* [Working data]:
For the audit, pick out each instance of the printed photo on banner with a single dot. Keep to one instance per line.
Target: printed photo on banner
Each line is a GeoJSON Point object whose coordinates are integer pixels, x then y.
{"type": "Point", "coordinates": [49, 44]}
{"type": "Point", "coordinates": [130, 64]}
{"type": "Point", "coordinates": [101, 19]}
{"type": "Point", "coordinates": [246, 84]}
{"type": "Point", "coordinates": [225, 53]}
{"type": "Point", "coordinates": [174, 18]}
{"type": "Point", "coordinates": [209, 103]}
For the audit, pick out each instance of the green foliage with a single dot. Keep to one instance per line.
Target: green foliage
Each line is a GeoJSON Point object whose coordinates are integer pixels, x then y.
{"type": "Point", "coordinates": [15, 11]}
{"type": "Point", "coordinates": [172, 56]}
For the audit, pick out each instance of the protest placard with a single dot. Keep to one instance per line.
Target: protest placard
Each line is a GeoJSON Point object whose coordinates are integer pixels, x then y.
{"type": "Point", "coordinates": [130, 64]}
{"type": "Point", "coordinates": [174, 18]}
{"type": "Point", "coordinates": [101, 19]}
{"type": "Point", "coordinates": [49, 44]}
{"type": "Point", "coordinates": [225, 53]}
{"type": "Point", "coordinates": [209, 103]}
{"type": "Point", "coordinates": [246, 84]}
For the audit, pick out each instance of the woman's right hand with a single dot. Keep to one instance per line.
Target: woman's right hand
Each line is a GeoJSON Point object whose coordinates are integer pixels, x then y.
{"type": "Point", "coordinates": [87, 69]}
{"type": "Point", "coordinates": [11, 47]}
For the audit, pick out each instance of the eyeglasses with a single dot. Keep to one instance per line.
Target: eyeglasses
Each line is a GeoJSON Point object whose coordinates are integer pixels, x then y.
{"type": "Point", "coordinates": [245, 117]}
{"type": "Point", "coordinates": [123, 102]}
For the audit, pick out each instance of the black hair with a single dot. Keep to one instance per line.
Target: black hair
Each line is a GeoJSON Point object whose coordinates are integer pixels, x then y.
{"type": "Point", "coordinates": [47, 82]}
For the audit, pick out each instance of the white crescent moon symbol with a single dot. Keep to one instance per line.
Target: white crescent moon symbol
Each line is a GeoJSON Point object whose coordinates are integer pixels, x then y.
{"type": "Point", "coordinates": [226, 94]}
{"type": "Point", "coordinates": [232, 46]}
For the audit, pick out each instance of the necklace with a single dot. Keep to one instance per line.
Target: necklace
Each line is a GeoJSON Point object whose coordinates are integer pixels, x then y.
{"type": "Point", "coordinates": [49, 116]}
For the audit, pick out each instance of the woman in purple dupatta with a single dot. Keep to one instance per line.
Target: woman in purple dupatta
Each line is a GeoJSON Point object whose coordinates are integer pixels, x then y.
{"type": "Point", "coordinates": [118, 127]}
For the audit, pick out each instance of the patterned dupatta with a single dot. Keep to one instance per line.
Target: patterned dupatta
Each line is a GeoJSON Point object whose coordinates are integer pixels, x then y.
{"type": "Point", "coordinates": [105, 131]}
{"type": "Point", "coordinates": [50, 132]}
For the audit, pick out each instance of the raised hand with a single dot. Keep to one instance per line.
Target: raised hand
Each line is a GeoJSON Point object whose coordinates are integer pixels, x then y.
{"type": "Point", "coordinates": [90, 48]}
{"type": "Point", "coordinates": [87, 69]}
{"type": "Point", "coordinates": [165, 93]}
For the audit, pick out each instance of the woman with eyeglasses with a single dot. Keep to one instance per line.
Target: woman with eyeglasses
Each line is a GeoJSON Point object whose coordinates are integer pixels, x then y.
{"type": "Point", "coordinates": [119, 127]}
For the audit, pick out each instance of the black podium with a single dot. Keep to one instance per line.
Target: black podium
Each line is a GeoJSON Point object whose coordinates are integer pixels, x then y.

* [Your task]: May I have the entries returned exactly, with every line in place?

* [Expected output]:
For the audit, pick out each instance of the printed photo on banner with a single dot. Keep to one instance per line.
Target: printed photo on banner
Each line is a GeoJSON Point object whose coordinates are integer pixels, x then y.
{"type": "Point", "coordinates": [49, 44]}
{"type": "Point", "coordinates": [130, 64]}
{"type": "Point", "coordinates": [101, 19]}
{"type": "Point", "coordinates": [246, 84]}
{"type": "Point", "coordinates": [225, 53]}
{"type": "Point", "coordinates": [174, 18]}
{"type": "Point", "coordinates": [209, 103]}
For the audit, pick out each instance of the green foliage with a single dot. Keep to one instance per line.
Target: green foliage
Each line is a GeoJSON Point object whose coordinates are integer pixels, x then y.
{"type": "Point", "coordinates": [15, 11]}
{"type": "Point", "coordinates": [172, 56]}
For the audit, pick out each instance of the protest placard with a single dot. Keep to one instance per line.
Target: protest placard
Each line is a GeoJSON Point object whose coordinates are integer pixels, x then y.
{"type": "Point", "coordinates": [130, 64]}
{"type": "Point", "coordinates": [174, 18]}
{"type": "Point", "coordinates": [101, 19]}
{"type": "Point", "coordinates": [49, 44]}
{"type": "Point", "coordinates": [225, 53]}
{"type": "Point", "coordinates": [209, 103]}
{"type": "Point", "coordinates": [246, 84]}
For the audit, pick out each instance of the woman's right hand with a single dot. Keep to one instance per line.
Target: woman's right hand
Each line is a GeoJSON Point object whose coordinates are integer pixels, x then y.
{"type": "Point", "coordinates": [87, 69]}
{"type": "Point", "coordinates": [11, 47]}
For the audit, pick out each instance of the eyeglasses with a single dot. Keep to one instance per line.
Target: eyeglasses
Each line is a GeoJSON Point object whose coordinates are integer pixels, x then y.
{"type": "Point", "coordinates": [245, 117]}
{"type": "Point", "coordinates": [123, 102]}
For the audit, pick out each instance of the black hair with a single dot. Keep to one instance per line.
Target: black hair
Each line is a GeoJSON Point object whose coordinates are integer pixels, x then y.
{"type": "Point", "coordinates": [47, 82]}
For the audit, pick out each instance of the white crescent moon symbol with a single dot. Keep to one instance per line.
Target: white crescent moon symbol
Each line is a GeoJSON Point object whose coordinates are integer pixels, x then y.
{"type": "Point", "coordinates": [226, 94]}
{"type": "Point", "coordinates": [232, 46]}
For the audit, pick out each instance of the necklace with a single dot. Keep to one instance per line.
Target: necklace
Each line is a GeoJSON Point object whose coordinates are integer pixels, x then y.
{"type": "Point", "coordinates": [49, 116]}
For the audit, pick out each instance of the woman in purple dupatta with a single dot. Keep to one instance per line.
Target: woman in purple dupatta
Each line is a GeoJSON Point object whose coordinates are integer pixels, x then y.
{"type": "Point", "coordinates": [118, 127]}
For the audit, pick out each instance of the patterned dupatta with a single dot. Keep to one instance per line.
Target: patterned dupatta
Each line is a GeoJSON Point object whose coordinates are integer pixels, x then y.
{"type": "Point", "coordinates": [105, 131]}
{"type": "Point", "coordinates": [50, 132]}
For the audit, pick out each instance of the raised hand with a single dot. Keep to one instance per line.
Target: raised hand
Each line is a GeoJSON Point object whose coordinates are integer pixels, x then y.
{"type": "Point", "coordinates": [90, 48]}
{"type": "Point", "coordinates": [87, 69]}
{"type": "Point", "coordinates": [165, 93]}
For the audit, pick out each instance of the woman with eyeglasses with a single dot. Keep to one instance per line.
Target: woman with eyeglasses
Each line is a GeoJSON Point object whose coordinates are integer pixels, x then y.
{"type": "Point", "coordinates": [119, 127]}
For the audit, pick out each instance of the black podium with a single dot. Keep to one instance per line.
Target: black podium
Each line is a GeoJSON Point object whose coordinates are integer pixels, x then y.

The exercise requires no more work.